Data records
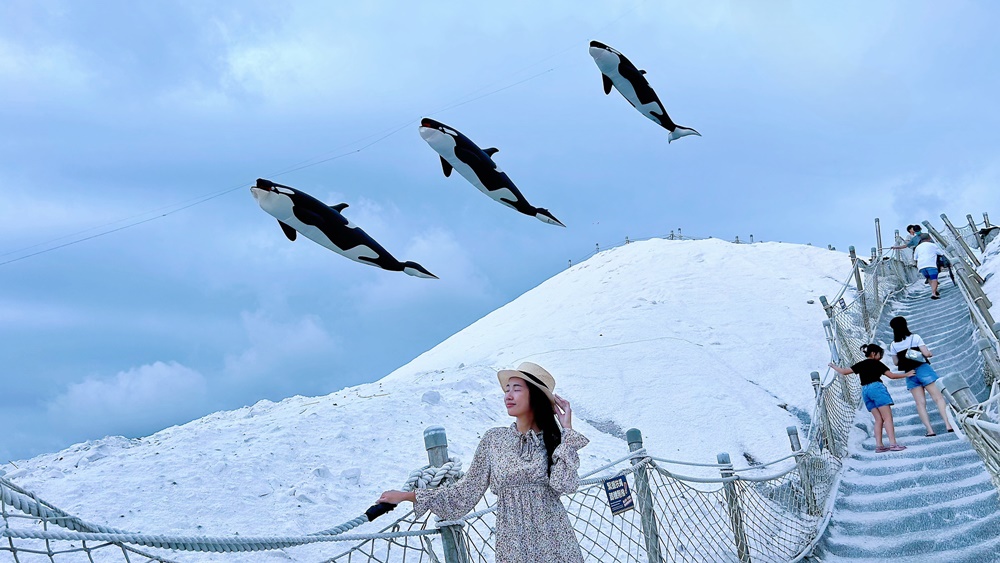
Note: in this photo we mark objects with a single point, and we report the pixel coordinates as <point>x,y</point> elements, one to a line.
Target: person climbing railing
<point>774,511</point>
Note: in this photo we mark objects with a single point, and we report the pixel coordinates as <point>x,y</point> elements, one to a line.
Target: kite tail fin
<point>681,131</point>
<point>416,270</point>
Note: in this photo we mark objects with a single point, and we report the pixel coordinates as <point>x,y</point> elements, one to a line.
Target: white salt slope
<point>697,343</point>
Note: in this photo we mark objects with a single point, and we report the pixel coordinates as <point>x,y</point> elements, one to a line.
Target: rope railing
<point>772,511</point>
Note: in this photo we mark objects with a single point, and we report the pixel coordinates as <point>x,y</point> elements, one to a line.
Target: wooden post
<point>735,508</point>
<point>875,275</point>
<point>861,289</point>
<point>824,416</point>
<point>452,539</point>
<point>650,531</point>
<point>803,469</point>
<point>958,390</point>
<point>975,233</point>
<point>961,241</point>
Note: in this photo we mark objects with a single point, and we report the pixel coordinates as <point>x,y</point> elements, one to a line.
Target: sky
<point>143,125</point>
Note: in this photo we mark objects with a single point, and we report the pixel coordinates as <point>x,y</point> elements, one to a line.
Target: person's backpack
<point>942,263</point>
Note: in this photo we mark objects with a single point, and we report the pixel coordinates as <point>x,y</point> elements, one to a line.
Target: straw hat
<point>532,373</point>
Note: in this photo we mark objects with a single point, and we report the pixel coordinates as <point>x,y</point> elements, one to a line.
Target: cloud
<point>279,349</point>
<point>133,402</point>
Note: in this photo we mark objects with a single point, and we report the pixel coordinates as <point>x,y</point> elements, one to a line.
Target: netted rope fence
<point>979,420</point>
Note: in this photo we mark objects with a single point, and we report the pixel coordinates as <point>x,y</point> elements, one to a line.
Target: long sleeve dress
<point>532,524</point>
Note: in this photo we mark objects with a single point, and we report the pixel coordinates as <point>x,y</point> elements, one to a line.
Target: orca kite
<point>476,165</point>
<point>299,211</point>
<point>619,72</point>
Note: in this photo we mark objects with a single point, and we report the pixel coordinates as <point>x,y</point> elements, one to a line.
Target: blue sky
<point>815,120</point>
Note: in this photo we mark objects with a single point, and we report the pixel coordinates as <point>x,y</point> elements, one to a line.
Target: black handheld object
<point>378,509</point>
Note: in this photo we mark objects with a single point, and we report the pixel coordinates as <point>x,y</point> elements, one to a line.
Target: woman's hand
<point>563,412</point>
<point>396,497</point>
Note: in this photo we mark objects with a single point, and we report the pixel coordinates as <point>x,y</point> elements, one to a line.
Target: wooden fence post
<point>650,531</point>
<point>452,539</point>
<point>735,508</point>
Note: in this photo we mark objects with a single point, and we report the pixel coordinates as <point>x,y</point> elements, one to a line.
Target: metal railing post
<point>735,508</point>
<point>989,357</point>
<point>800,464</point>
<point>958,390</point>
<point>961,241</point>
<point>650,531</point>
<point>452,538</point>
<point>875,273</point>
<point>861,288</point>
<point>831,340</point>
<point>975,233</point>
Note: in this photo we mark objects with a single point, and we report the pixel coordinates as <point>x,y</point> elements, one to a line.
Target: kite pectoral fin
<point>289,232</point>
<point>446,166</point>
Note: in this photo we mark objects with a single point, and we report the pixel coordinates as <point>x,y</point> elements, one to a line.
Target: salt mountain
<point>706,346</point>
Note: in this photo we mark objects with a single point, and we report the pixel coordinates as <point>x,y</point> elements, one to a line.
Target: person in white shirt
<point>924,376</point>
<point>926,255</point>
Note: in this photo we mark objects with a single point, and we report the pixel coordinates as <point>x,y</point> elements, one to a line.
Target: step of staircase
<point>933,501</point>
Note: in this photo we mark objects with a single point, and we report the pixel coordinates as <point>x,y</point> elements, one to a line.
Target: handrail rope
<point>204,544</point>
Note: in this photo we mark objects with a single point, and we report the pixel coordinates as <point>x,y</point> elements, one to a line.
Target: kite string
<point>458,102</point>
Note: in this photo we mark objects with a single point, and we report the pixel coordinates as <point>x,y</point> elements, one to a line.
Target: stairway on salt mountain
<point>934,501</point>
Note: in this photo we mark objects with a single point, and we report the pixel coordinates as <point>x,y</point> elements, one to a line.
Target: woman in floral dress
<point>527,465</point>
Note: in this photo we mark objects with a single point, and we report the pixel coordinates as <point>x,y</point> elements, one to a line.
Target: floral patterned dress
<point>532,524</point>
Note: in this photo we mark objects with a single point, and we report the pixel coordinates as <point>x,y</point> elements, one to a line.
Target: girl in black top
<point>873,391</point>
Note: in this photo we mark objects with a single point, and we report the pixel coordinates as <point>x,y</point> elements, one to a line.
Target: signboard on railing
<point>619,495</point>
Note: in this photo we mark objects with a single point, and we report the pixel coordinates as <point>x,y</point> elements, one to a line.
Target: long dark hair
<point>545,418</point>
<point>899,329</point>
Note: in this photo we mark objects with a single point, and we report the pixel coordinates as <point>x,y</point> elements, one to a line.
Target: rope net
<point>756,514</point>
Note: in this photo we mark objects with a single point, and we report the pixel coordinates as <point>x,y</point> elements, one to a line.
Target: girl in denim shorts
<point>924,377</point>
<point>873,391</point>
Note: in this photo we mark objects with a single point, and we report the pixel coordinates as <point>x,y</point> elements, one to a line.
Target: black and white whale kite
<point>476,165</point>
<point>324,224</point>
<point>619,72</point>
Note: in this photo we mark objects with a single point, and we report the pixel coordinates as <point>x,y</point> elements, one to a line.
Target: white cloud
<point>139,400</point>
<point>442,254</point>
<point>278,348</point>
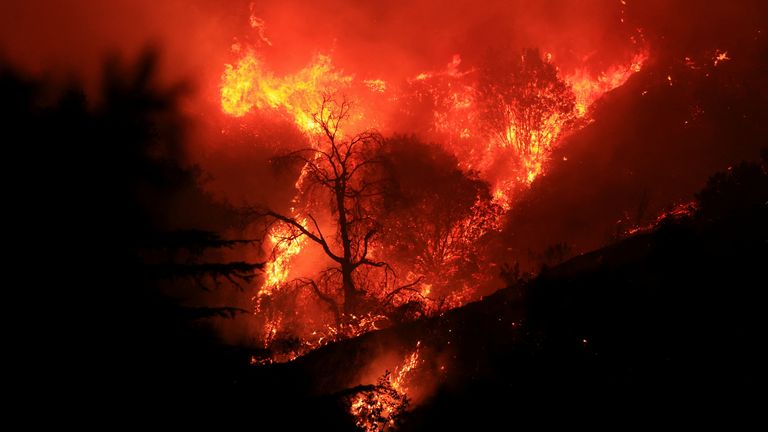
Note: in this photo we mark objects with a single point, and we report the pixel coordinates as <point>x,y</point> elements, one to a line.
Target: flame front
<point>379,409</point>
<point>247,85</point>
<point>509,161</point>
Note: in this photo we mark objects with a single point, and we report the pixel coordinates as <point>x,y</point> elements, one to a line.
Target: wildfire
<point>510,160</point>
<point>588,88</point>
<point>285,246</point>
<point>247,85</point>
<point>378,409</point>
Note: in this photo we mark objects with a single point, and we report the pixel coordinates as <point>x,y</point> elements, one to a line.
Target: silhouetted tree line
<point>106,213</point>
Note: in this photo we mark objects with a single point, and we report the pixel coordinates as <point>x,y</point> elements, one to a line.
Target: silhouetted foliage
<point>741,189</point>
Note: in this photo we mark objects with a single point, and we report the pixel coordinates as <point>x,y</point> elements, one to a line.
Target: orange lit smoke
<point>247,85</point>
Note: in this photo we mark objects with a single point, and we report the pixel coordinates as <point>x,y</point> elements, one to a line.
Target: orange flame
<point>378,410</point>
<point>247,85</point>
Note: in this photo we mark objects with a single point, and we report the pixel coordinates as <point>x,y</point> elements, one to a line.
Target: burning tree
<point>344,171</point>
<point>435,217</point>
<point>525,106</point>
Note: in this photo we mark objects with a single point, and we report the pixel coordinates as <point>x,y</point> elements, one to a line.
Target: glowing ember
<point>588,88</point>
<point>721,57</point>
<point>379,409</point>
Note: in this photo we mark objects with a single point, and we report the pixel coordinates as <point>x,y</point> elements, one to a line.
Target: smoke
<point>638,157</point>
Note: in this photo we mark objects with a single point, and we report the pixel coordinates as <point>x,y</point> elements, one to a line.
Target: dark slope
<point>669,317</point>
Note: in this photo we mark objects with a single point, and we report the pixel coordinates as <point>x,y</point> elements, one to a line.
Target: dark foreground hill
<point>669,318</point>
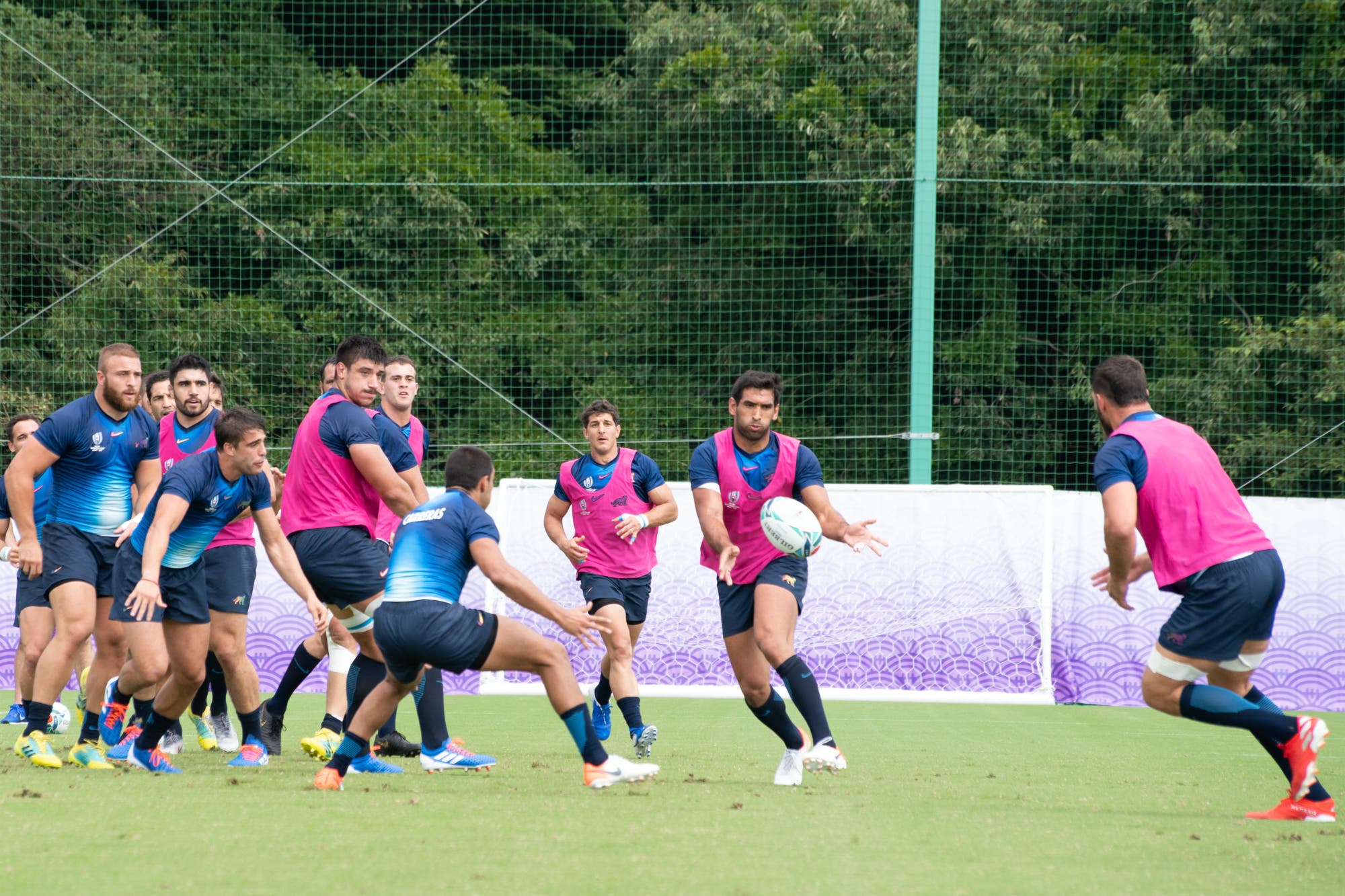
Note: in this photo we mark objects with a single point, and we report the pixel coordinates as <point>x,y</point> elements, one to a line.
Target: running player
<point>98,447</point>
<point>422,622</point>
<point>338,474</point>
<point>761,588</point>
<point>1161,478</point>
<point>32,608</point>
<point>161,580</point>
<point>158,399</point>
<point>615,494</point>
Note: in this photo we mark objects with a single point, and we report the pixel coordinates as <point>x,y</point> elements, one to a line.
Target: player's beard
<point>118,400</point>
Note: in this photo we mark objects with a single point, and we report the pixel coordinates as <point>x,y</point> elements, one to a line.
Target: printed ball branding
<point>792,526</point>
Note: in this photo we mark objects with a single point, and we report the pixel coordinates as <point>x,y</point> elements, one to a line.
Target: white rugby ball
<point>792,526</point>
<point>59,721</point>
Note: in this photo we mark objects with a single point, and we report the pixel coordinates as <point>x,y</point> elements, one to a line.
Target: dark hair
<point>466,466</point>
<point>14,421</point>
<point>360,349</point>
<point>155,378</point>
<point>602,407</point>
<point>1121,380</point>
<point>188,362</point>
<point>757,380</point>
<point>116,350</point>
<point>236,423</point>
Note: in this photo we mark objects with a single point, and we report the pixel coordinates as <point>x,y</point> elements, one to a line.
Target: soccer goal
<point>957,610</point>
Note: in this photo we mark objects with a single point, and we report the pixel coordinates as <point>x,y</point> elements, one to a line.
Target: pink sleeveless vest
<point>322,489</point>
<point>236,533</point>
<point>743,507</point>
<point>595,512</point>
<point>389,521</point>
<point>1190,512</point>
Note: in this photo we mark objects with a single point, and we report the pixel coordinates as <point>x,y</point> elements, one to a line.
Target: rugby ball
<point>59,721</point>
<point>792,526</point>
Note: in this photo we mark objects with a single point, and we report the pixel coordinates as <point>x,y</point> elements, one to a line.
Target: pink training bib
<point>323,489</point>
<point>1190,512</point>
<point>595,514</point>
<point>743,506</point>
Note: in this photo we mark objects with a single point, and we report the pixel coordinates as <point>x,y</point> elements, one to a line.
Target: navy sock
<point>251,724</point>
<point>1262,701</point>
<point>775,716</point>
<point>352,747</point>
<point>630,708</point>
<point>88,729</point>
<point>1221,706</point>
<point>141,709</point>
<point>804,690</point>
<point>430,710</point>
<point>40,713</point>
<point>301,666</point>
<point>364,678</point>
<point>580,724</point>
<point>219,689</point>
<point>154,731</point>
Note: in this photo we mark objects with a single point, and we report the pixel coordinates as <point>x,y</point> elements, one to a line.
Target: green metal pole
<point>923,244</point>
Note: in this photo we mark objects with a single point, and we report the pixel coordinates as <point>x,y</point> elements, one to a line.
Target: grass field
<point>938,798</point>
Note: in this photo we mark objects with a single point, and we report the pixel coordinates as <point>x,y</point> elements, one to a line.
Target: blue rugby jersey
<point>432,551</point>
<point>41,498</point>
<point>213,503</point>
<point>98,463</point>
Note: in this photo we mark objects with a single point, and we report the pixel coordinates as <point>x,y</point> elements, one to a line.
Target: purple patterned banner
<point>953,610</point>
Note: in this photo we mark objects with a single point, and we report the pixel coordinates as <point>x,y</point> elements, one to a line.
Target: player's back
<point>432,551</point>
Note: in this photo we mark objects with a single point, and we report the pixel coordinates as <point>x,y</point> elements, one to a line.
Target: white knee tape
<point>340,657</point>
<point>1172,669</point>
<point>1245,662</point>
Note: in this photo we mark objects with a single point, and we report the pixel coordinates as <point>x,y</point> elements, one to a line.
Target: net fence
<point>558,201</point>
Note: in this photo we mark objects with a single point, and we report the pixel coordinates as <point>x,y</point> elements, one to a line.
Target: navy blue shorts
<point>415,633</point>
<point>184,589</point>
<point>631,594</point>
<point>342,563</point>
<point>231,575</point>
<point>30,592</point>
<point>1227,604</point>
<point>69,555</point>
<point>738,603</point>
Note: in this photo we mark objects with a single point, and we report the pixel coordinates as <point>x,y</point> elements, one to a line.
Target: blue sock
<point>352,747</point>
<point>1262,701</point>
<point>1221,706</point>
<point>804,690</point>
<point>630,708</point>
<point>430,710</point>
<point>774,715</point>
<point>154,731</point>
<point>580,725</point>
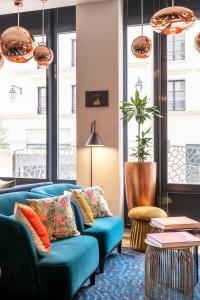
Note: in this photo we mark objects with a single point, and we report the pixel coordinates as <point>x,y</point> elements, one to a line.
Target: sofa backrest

▸ **TO DO**
All lines from the one bearing "Target: white knee tape" through the last line of the records, and only those, should be duplicated exactly; no picture belongs in the copy.

▸ **TASK RESPONSE**
Target: white knee tape
<point>340,657</point>
<point>1172,669</point>
<point>1245,662</point>
Note: in this photo we mark objects with a single point, and we report the pixel coordinates as <point>x,y</point> elements, one to a line.
Target: net fence
<point>558,201</point>
Note: in this photo we mark objects with a single point, and we report the pixel coordinates as <point>x,y</point> elements, one to a line.
Target: navy blue shorts
<point>415,633</point>
<point>184,589</point>
<point>631,594</point>
<point>342,563</point>
<point>231,575</point>
<point>30,592</point>
<point>1227,604</point>
<point>69,555</point>
<point>738,603</point>
Note: in this photo we mark objects with a single point, and we report the pixel coordinates as <point>x,y</point> elements, one to a line.
Target: blue sock
<point>352,747</point>
<point>1262,701</point>
<point>1221,706</point>
<point>804,690</point>
<point>630,708</point>
<point>430,710</point>
<point>774,715</point>
<point>154,731</point>
<point>580,725</point>
Note: in this photo we mark objects with a single point, and we report the pixel coordinates as <point>x,y</point> elements, one to a line.
Target: sofa backrest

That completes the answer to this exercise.